> **Aufgabenziel**:
Schreiben Sie den Kommentar zum Antisemitismus und zum Anschlag auf ein Leipziger Zentrum vollständig und zeichengetreu nieder.

> **Textauszug**:
◆ ◆ ◆ ◆
Gegen jeden Antisemitismus – in Gaza, Leipzig und der Ukraine?

Universelle Maßstäbe scheint es im deutschen Diskurs nicht zu geben. Im Kleinen greift "die Antifa" ein linkes Zentrum in Leipzig an. Fake oder Realität? Ein Kommentar.

"Die ganze Bäckerei" in Leipzig ist ein linkes Hausprojekt und migrantischer Treffpunkt, in dem noch vor wenigen Monaten auch eindeutig israelsolidarische Veranstaltungen stattgefunden haben. Vor einigen Tagen gab es auf das Zentrum einen Säureanschlag, der Sachschaden verursachte. Sofort gab es Solidaritätserklärungen mit dem Zentrum.
◆ ◆ ◆ ◆
> **Rohdaten**:
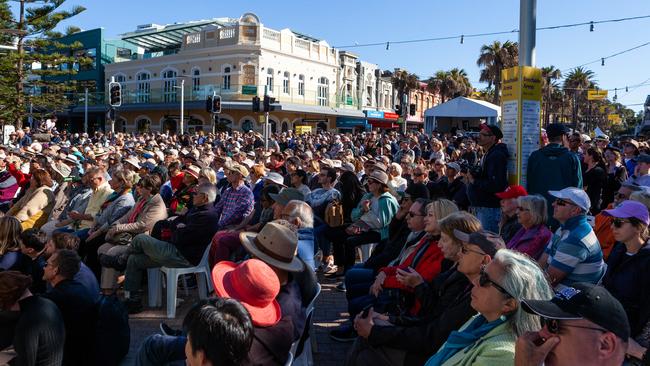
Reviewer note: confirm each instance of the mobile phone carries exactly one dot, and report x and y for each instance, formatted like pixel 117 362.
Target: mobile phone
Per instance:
pixel 366 311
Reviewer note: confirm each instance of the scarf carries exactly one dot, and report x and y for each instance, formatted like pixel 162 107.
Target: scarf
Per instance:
pixel 460 339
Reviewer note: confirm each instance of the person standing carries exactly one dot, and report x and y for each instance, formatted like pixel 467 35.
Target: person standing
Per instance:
pixel 491 178
pixel 553 167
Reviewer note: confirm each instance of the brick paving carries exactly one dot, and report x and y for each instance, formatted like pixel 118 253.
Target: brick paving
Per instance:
pixel 329 312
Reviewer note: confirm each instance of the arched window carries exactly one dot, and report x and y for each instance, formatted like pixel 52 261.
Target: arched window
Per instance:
pixel 269 79
pixel 322 96
pixel 285 82
pixel 196 80
pixel 144 87
pixel 301 85
pixel 226 79
pixel 169 86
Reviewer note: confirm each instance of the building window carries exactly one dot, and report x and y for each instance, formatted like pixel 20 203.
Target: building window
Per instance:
pixel 226 79
pixel 301 85
pixel 196 80
pixel 285 82
pixel 169 86
pixel 323 91
pixel 144 87
pixel 269 79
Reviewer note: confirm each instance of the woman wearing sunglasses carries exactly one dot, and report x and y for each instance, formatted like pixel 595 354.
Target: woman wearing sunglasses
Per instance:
pixel 489 337
pixel 628 266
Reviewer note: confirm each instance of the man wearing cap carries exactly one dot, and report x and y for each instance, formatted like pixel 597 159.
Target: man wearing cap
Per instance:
pixel 237 201
pixel 8 184
pixel 509 224
pixel 553 167
pixel 582 325
pixel 641 176
pixel 574 254
pixel 491 178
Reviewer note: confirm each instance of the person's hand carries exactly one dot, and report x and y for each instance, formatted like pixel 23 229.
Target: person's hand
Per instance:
pixel 527 353
pixel 409 278
pixel 363 326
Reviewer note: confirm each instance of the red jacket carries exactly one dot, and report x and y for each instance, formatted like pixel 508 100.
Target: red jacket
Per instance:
pixel 426 259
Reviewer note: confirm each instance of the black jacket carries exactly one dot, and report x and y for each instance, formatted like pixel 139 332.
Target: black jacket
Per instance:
pixel 200 225
pixel 77 305
pixel 493 178
pixel 446 306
◆ ◆ ◆ ◆
> **Lösung**:
Gegen jeden Antisemitismus – in Gaza, Leipzig und der Ukraine?

Universelle Maßstäbe scheint es im deutschen Diskurs nicht zu geben. Im Kleinen greift "die Antifa" ein linkes Zentrum in Leipzig an. Fake oder Realität? Ein Kommentar.

"Die ganze Bäckerei" in Leipzig ist ein linkes Hausprojekt und migrantischer Treffpunkt, in dem noch vor wenigen Monaten auch eindeutig israelsolidarische Veranstaltungen stattgefunden haben. Vor einigen Tagen gab es auf das Zentrum einen Säureanschlag, der Sachschaden verursachte. Sofort gab es Solidaritätserklärungen mit dem Zentrum.